§ **Supplied passage**

The choice of the gear really depends on what kind of trip are you planning: are you going to ride the Tibetan Plateau in winter? Are you going to be traveling through South East Asia? Or is your plan “just” a two weeks cycling holiday in Europe?
So let’s organize this list starting from the bike trip essentials and working our way up towards long-distance cycle touring.
But first, here’s a quick checklist for those of you in a hurry or with a short attention span 😉
I like to say that “every bike is a touring bike, as long as you tour with it”, I’ve seen people touring on folding bikes, cheap mountain bikes, and even grannies. Of course, you need to check your bike properly before going on tour, your safety depends on it.
How to choose the right bike for an expedition is a topic we thoroughly explored here:
As you’ll be spending most of your day on it, getting a good saddle that fits your sit bones size can totally change your bike touring experience. Of course, saddles are the most personal thing and what works for others might not work for you.
Fenders keep you dry and clean on rainy days. Most touring bikes already come equipped with it. If you plan on cycling dirty roads in the rainy season, bear in mind that the mud can stick between the fenders and the tyres, stopping the wheel from rolling.
This can’t be avoided, the best thing to reduce this phenomenon is to have a wide clearance between the mudguard and the tyre.
Most bicycle travelers did not use this but to me is fundamental. Knowing what’s coming behind you improves your safety by numbers. Have a look at these and see what fits your handlebars.
Another one of my favorite items, a loud bell helps you get noticed by cars, trucks, and people on the road. Moreover, it can save you from having to say all those “hello” in countries like The Philippines or Indonesia.
Cycling glasses are a fundamental ally, and not just during sunny days.
Cycling eyewear, in fact, in addition to the fundamental role of protecting our eyes from UV rays, also keeps dust, smog, wind, and insects at a due distance – also, they provide a barrier between your eyes and any flying debris or objects in case of an accident.
But not only this, cycling glasses can improve your vision by reducing glare and enhancing contrast, making it easier to see obstacles on the road ahead. They can also help you see better in low-light conditions, such as when cycling at dawn or dusk (if you do not choose a super-dark lens).

§ **Dataset excerpts**
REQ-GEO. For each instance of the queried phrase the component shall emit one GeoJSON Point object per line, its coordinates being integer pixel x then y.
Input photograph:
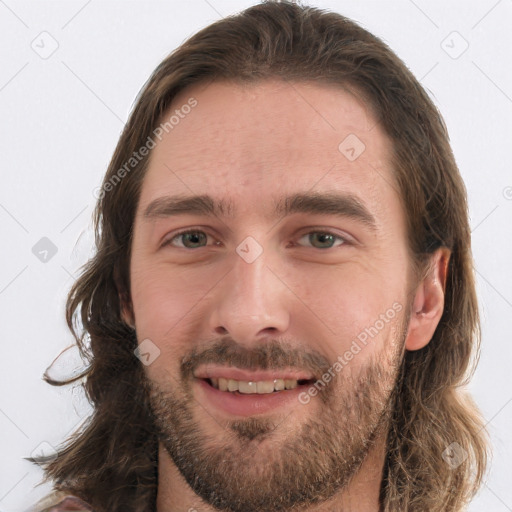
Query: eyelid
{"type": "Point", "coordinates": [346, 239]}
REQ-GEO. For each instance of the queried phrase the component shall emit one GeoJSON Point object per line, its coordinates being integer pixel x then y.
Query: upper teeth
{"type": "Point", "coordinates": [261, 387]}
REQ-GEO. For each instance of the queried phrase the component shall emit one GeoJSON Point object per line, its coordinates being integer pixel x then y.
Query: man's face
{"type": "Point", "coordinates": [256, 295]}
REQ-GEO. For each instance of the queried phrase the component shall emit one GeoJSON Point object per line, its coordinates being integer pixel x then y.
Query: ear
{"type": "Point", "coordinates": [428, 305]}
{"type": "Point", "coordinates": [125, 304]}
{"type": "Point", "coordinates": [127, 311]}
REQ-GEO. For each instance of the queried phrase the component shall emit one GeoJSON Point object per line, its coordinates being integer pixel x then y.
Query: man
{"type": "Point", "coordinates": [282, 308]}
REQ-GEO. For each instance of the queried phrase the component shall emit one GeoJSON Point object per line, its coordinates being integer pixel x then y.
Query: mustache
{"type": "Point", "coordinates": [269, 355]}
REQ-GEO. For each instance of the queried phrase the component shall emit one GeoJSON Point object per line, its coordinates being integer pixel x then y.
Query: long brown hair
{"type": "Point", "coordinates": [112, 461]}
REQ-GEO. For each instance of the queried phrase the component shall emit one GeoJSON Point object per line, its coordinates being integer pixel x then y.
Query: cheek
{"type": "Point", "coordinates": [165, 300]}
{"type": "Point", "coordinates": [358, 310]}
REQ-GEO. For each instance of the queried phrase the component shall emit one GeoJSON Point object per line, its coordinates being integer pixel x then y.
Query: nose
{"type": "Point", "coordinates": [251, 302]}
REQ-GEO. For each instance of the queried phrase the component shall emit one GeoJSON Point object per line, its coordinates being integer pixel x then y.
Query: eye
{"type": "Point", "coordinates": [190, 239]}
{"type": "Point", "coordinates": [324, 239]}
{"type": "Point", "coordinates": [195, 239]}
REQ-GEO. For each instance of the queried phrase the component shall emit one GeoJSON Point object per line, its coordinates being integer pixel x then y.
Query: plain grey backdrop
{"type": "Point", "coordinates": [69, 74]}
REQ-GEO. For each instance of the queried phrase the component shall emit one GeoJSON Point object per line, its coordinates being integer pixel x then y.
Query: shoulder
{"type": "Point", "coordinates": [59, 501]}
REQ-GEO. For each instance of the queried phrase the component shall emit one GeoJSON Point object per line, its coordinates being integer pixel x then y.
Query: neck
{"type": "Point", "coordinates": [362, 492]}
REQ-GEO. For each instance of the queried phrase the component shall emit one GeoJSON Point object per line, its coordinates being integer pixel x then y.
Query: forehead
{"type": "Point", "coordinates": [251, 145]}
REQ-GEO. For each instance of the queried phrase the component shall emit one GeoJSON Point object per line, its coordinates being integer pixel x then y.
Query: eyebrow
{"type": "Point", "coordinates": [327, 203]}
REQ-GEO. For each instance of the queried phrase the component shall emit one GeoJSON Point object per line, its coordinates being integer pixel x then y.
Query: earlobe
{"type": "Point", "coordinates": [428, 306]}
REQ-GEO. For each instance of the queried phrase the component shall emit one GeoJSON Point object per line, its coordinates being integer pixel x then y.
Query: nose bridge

§ **What is required**
In the bike touring gear text, what does the author say is the best way to reduce mud sticking between the fenders and the tyres?

§ **Correct output**
Having a wide clearance between the mudguard and the tyre.